WHAT NEEDS TO BE DONE:
Transcribe, with complete accuracy, all of the entries below except for the pictures.

RECORDS PROVIDED:

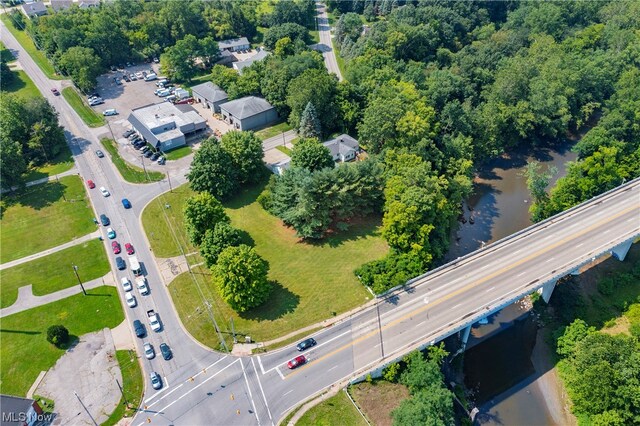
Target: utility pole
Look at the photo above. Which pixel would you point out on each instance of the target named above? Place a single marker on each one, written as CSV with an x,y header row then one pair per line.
x,y
75,270
85,409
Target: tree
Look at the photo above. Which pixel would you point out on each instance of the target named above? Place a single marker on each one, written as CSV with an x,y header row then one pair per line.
x,y
216,240
310,154
212,170
57,335
309,123
245,151
201,213
241,277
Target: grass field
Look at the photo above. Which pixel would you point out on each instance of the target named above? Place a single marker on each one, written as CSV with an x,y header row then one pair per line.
x,y
88,115
129,172
177,153
25,352
44,216
27,43
54,272
337,410
132,387
306,277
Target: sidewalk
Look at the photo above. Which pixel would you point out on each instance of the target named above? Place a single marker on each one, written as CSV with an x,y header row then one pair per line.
x,y
26,299
88,237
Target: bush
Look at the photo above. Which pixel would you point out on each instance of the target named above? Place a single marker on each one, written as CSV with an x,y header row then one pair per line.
x,y
58,335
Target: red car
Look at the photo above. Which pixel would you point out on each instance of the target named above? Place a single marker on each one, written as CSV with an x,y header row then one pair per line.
x,y
296,362
115,246
129,248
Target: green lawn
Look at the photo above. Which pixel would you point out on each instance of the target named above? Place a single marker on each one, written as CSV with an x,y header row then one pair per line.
x,y
272,131
24,350
44,216
38,56
54,272
337,410
129,172
88,115
177,153
306,276
132,387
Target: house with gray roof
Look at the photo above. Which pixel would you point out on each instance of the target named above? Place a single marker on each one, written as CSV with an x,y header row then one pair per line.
x,y
248,113
34,9
238,66
234,44
343,148
210,95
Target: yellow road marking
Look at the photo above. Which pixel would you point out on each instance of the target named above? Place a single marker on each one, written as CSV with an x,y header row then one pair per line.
x,y
463,289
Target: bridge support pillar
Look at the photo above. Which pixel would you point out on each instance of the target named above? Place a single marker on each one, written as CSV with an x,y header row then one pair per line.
x,y
620,252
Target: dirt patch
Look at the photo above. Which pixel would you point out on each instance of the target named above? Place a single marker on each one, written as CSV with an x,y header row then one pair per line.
x,y
378,399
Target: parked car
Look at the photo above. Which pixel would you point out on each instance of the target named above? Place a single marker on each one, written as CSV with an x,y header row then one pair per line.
x,y
296,362
141,331
120,263
156,381
149,353
130,299
306,344
166,351
126,284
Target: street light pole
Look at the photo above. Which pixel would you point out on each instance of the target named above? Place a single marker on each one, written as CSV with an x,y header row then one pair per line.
x,y
75,270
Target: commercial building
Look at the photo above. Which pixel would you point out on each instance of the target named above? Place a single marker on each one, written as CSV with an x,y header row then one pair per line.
x,y
166,125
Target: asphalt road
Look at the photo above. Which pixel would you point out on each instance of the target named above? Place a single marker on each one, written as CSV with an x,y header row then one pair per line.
x,y
204,387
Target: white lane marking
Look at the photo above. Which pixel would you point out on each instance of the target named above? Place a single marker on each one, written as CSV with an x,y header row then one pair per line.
x,y
246,380
196,387
262,390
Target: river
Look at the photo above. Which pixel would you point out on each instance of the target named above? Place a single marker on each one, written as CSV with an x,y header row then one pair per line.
x,y
504,367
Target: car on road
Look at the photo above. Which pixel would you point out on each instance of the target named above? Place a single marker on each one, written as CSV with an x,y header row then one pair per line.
x,y
156,381
130,299
166,351
306,344
139,328
120,263
126,284
296,362
149,353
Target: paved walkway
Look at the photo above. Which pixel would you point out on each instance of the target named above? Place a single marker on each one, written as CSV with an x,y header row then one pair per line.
x,y
47,252
26,299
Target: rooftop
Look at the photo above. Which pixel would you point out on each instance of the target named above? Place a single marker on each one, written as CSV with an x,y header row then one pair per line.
x,y
246,107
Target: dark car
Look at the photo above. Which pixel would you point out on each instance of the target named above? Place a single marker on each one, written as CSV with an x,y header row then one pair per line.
x,y
139,328
306,344
296,362
120,263
166,351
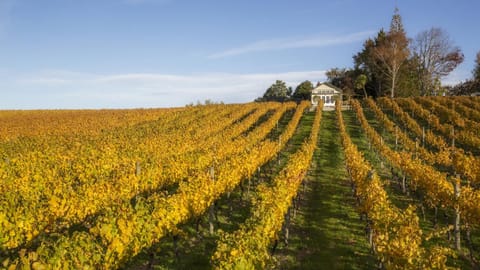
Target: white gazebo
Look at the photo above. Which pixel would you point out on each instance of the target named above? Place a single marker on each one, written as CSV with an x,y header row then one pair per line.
x,y
326,92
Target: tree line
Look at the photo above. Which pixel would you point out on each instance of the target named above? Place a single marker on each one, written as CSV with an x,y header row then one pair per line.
x,y
391,64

OUTPUT FOR THIS TASK:
Target: utility pole
Look at the photo above. Which pixel would you point out on each instance of the target named above? Place a single marker on each one, written as CSV with an x,y header row then one pair per line.
x,y
75,270
85,409
Target: tree
Look at the photo above. Which pixel would you point out on each instance of the target named above? Place a single marker on each one, written as CSV with an x,y header row then one pair per line.
x,y
216,240
310,154
212,170
57,335
309,123
245,151
201,213
241,277
Target: grass field
Look at the photo above. Which pixel would you point out on each instance of the target named above? Place a single marker on each one, written as CSV with an x,y header row then one pair per line.
x,y
88,115
129,172
177,153
25,352
44,216
27,43
54,272
337,410
132,387
306,277
Target: sidewalk
Look at the photo above. Which pixel would you point out on each instance of the target named above? Place a single marker on each one, written as CSV with an x,y header row then one pair per line.
x,y
26,299
88,237
Target: bush
Look at the photo above. Which pixel would you point out on each instance of the target named above? Place a single marker on each one, written as CSV with an x,y header row then one pair per line.
x,y
58,335
Target: red car
Look at the photo above. Which pixel would you point out on each instance of the target named above? Place a single marker on each one, written as CSV with an x,y header row then one pair per line.
x,y
296,362
115,246
129,248
Target: green lawn
Look at the photo above. Which pixel would you point out on each instance of the target named above? Place a single marker on each one, written as CSV with an x,y header row then one pair per line.
x,y
272,131
24,350
44,216
38,56
54,272
337,410
129,172
88,115
177,153
306,276
132,387
Target: house with gray roof
Look at the photo above. Which pixel would you point out on each instance of the target named above? Place a single marker on each one, written as CSV with an x,y header row then one pair per line.
x,y
248,113
34,9
238,66
234,44
343,148
210,95
Target: yellow road marking
Look at the photo above. Which pixel would you point out on each instance of the target named above? Place a single marker on each one, written as CSV with an x,y header row then one pair per line.
x,y
463,289
Target: bridge support pillar
Look at the photo above. Which pixel would you point out on each instance of the target named above? Place a single marker on each one, written as CSV with an x,y header row then one pair per line.
x,y
620,252
Target: dirt patch
Look at the photo above. Which pixel would you point out on each instance of the target named above? Place a single marker on each one, written as CSV with an x,y header row then one pair per line.
x,y
378,399
Target: parked car
Look at the photo above. Which pixel would you point out on each instance of the target named above? Place a single marker on each one, written as CSV with an x,y header row then one pair per line.
x,y
296,362
141,331
120,263
156,381
149,353
130,299
306,344
166,351
126,284
Target: street light pole
Look at the photo above. Which pixel would you point out on each instance of the target named above? Place a single marker on each one, written as CSV with an x,y header row then one pair per line.
x,y
75,270
Target: commercial building
Look at the photo above. Which pixel would you point out on each instance of the target named above? Place a single marker on each one, written as CSV with an x,y header row then one pair per line.
x,y
166,125
Target: asphalt road
Look at the photo above. Which pixel would you point out on each instance of the target named above? Place a single marker on each one, written as CSV with an x,y header row then one pair per line.
x,y
204,387
Target: white lane marking
Look at the photo above. Which pixel would you point out on each instance of the target named above? Place a single marker on each one, written as CSV with an x,y header row then one pair per line.
x,y
246,380
196,387
262,390
Target: river
Look at the photo above. Which pixel would you point out on each instance of the target named above? Place a single marker on each one, written as CSV with an x,y header row then one pair per line.
x,y
504,367
Target: car on road
Look at the photo above. Which pixel would you point out on each instance of the target named above? Place a single marker on each one, written as CSV with an x,y header row then one pair per line.
x,y
156,381
130,299
166,351
306,344
139,328
120,263
126,284
296,362
149,353
Target: paved walkway
Look at the photo above. Which pixel would you point out on each instance of the target named above? Place a single marker on each one, written as CSV with an x,y header row then one pair per line.
x,y
47,252
26,299
Target: rooftop
Look at the photo above. Which pixel would you point out on each instance of the target named above? Place a single marker on each one, written as CSV with an x,y header row then one pair per line.
x,y
246,107
Target: dark car
Look at the photo above. Which pixel would you point out on each instance of the target named above? Place a single marker on each one, written as CSV with an x,y header row then one pair per line.
x,y
139,328
306,344
296,362
120,263
166,351
Target: white gazebo
Look at the photo above. Which pixel would you point out on each instance of the target named above? Place a single marker on each one, written as CSV with an x,y header row then one pair per line.
x,y
326,92
Target: tree line
Look at the photo above. Which pixel would you point out on each instance of the target named above? Place a single marker on each one, written as CSV with an x,y header row then one pair per line.
x,y
391,64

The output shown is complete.